##### ARTIKEL

Kann eine Klangmaschine Musik produzieren? Setzt Musik nicht Rhythmen, Wiederholungen, Harmonien voraus, eine Intention, die Beherrschung eines Instruments, Empfindsamkeit? All das ist der Klangmaschine fremd, sie kennt keine Empfindsamkeit, auch keinen Sinn, genauso wenig wie ausgeschnittene Buchstaben, die man in einer Trommel mischt und auf ein Blatt Papier schüttet. Die PET-FLASCHEN dehnen sich aus, ziehen sich zusammen. Dabei produzieren sie Töne. Völlig banal. Und dennoch kann man zuhören, so als säße man in einem Konzert. Heute mangelt es nicht an musikproduzierenden Maschinen. Die meisten leben allerdings von Algorithmen, die Geräusche oder Töne menschlichen Hörgewohnheiten entsprechend verarbeiten. Die Klangmaschine kennt nicht das geringste diesbezügliche Bemühen.

Im Gegensatz zu den PET-FLASCHEN sind Kühe empfindsam. Musik machen auch sie nicht. Glocken und Schellen hat man ihnen nur umgehängt. Das Geläute ist Folge unterschiedlichster Bewegungen. Und dennoch kann ich Kühen eine gewisse Musikalität nicht absprechen, mag ich auch nicht an das oft zitierte Ammenmärchen glauben, demnach Kühe, die mit Mozart beschallt werden, mehr Milch geben würden. Aber zweifellos sind sie fähig, Unterschiede in Tonhöhen, Tondauern und Lautstärkegraden wahrzunehmen. Im Gegensatz zur Klangmaschine hören Kühe hin. Sie können im Glocken- und Schellenklang aufgehen. Besonders beeindruckend das Geschelle nach Einbruch der Dunkelheit, vor dem Eintritt der eigentlichen Ruhephase. Die Kühe sind mit Wiederkäuen beschäftigt. Da bildet sich ein ganz bestimmter Rhythmus heraus, der freilich diese oder jene Brechung kennen kann.

Eines Abends, als ich der Klangmaschine und den Kühen auf der benachbarten Weide zuhörte, da hörte ich zum ersten Mal diese feine Melodie, den Klang einer Glasharfe, die aus dem Kuh-Gamelanorchester herauszuhören war. Es war keine Täuschung. Auch andere nahmen sie wahr. Ich ließ sie mir sogar vorsingen. Ein schwebendes darü - darü - da tü - da - tü - darü … Musste an eine Aufnahme von singenden Kopfjägern aus dem Hochland von Papua Neuguinea denken. Sehr ähnlich. Das Phänomen ist nicht einfach zu erklären. Sicher ist, dass es sich den Glocken, nicht aber den Schellen verdankt.

##########
##### BEREITGESTELLTES MATERIAL

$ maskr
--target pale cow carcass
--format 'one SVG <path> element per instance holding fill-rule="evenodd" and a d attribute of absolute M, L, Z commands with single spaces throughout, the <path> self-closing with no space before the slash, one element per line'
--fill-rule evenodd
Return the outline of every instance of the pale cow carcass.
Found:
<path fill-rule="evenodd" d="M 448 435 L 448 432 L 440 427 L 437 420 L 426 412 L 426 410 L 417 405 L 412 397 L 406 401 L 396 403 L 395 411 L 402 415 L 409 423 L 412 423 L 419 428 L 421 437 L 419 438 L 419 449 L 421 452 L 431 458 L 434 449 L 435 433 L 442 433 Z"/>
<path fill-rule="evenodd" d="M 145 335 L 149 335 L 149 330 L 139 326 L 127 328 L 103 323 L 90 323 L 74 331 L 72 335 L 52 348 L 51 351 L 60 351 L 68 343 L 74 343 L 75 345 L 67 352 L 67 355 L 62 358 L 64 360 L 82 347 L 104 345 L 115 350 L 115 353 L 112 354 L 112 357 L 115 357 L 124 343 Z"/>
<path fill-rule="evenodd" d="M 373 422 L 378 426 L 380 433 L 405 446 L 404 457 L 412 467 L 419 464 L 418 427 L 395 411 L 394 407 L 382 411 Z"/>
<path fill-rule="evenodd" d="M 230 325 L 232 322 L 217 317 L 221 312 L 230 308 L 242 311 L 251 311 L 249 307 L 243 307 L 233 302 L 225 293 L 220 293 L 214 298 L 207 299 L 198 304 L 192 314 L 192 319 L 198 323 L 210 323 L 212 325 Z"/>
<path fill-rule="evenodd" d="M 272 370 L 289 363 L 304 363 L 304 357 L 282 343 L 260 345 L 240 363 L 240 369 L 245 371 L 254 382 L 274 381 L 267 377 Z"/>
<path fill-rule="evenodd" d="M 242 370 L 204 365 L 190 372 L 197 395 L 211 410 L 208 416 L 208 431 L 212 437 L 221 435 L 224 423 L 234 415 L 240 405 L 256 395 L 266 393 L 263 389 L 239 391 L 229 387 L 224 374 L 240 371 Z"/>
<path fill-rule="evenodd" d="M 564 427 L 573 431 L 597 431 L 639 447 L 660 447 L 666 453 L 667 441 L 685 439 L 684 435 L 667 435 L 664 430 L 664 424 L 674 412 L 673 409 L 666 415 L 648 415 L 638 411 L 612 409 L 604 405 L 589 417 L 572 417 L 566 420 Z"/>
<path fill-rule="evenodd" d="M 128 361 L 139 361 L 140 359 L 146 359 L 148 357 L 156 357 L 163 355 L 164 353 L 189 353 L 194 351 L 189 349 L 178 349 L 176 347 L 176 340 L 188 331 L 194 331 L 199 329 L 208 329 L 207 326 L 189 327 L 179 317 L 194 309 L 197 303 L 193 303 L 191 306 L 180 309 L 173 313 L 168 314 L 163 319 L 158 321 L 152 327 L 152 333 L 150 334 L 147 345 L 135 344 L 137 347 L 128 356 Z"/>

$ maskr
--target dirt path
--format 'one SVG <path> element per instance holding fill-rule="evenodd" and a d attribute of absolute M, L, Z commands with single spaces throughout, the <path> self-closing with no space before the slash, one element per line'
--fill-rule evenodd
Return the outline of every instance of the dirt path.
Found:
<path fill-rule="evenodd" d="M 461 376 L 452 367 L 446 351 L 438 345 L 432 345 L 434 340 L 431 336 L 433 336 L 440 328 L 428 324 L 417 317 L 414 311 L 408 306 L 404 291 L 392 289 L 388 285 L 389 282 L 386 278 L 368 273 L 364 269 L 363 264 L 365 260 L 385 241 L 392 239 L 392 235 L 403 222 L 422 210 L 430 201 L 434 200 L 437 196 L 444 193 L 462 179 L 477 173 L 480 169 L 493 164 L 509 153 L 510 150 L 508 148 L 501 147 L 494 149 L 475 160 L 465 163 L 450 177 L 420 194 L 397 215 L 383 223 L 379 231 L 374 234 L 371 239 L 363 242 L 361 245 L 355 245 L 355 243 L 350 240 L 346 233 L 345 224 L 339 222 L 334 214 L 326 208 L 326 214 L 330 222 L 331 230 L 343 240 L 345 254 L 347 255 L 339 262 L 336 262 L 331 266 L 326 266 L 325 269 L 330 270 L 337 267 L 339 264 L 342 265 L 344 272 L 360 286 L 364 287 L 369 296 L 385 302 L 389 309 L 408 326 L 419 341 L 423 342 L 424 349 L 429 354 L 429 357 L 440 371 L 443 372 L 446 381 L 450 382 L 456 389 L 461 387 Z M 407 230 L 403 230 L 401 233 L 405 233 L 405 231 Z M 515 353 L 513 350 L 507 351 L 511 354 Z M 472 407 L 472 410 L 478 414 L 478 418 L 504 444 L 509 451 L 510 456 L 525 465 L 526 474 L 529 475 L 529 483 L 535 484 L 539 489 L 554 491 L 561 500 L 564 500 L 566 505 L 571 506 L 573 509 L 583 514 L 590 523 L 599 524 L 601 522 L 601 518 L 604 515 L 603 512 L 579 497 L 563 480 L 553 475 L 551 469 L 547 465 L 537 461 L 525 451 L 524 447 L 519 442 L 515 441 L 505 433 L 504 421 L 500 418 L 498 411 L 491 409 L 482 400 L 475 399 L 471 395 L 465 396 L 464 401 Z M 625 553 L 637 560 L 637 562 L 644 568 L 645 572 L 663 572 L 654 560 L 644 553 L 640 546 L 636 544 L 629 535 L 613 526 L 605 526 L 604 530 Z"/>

##########

#### [ANWEISUNG A]
Nenne alles, was Musik laut den einleitenden Fragen des Artikels über die Klangmaschine voraussetzt.
#### [ANWEISUNG B]
Nimm bitte den Artikel über die Klangmaschine und die Kuhglocken nach seinem letzten Satz wieder auf und schreibe ihn weiter.

#### [ANTWORT A]
- Rhythmen
- Wiederholungen
- Harmonien
- eine Intention
- die Beherrschung eines Instruments
- Empfindsamkeit

#### [ANTWORT B]
Mit der Klangmaschine taten sich die meisten Besucher schwer. Die von ihr produzierten Geräusche standen zu sehr im Widerspruch zu unseren Hörgewohnheiten. Das ganze Projekt war konzeptionell streng angelegt. Konsequent haben wir auf vordergründige Wirkung verzichtet und so auch Erwartungshaltungen unterlaufen. Mit Effektgeräten hätte sich die Wirkung deutlich steigern lassen. Es gab Phasen, in denen die Klangmaschine kaum aktiv, Stunden, in denen überhaupt nichts zu hören war. Wirkliche Klangmaschinen brauchen Schlaf. Besucher, die Ausstellungen gewöhnt sind, in denen Klanginstallationen, Videos etc. jederzeit funktionieren, haben Mühe mit der Vorstellung, dass auch jene Zeit, in der nichts zu hören ist, Teil einer Klanginstallation sein kann. Trotz der vielen Bücher und Sendungen, in denen Stille und Entschleunigung beschworen werden (Autoren, die über Stille schreiben, treten auffallend geschwätzig auf und dürften einen ziemlich dichten Terminkalender haben), sind wir heute alle so überreizt, dass wir nur noch bedingt verweilen oder zuhören können.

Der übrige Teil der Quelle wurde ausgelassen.